## WHAT TO DO:
Reproduce the rows below exactly as they stand, from the very first line through the line that contains "column 211, row 324", with both of those lines included.

(Dataset records)
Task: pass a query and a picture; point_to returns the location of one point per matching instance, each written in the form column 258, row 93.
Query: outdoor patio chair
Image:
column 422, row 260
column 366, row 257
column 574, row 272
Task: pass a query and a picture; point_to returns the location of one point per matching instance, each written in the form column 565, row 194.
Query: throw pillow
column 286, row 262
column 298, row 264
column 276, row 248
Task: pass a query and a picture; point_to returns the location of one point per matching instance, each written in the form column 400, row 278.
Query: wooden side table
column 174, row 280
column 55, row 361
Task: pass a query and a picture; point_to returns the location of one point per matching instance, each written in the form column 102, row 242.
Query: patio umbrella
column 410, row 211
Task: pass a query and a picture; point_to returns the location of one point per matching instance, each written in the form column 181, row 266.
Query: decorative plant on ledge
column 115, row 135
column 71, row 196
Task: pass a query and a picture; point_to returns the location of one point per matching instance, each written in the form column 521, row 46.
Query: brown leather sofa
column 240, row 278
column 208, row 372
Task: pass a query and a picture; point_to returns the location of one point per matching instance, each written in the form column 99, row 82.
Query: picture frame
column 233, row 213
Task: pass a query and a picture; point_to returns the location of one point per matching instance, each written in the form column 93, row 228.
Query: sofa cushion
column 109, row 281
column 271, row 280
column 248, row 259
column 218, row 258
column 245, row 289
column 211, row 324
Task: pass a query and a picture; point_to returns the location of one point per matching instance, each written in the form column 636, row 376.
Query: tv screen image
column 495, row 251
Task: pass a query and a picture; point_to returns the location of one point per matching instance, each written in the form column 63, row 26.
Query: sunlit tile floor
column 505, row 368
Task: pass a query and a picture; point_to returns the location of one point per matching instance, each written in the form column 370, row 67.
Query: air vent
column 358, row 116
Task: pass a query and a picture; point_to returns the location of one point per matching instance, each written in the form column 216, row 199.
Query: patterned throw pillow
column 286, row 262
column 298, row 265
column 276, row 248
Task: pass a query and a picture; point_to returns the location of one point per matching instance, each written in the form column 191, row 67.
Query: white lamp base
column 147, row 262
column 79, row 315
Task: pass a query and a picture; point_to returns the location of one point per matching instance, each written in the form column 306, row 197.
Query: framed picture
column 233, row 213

## ANSWER TO THE TASK:
Task: pass a query and a picture; point_to returns the location of one point per matching instance, each written in the form column 258, row 93.
Query: outdoor patio chair
Image:
column 422, row 260
column 366, row 257
column 574, row 272
Task: pass a query and a picture; point_to returns the location of one point per matching instance, each written in the form column 565, row 194.
Query: throw pillow
column 286, row 262
column 298, row 264
column 276, row 248
Task: pass a query and a picture; point_to returns the location of one point per matching instance, each written in the form column 400, row 278.
Query: wooden side table
column 174, row 280
column 55, row 361
Task: pass a query and a picture; point_to returns the location of one point per matching instance, each written in the form column 102, row 242.
Query: patio umbrella
column 410, row 211
Task: pass a query and a picture; point_to returns the location of one point per matching instance, each written in the form column 181, row 266.
Query: decorative plant on ledge
column 115, row 135
column 71, row 196
Task: pass a query and a picture; point_to returns the location of one point per matching instance, each written in the form column 521, row 46.
Query: brown leather sofa
column 240, row 278
column 208, row 372
Task: pass a query and a picture; point_to returns the location of one point per matching instance, each written in the form column 99, row 82.
Query: picture frame
column 233, row 213
Task: pass a query and a picture; point_to returns the location of one point per matching instance, each written in the form column 93, row 228.
Query: sofa cushion
column 109, row 281
column 271, row 280
column 248, row 259
column 218, row 258
column 245, row 289
column 211, row 324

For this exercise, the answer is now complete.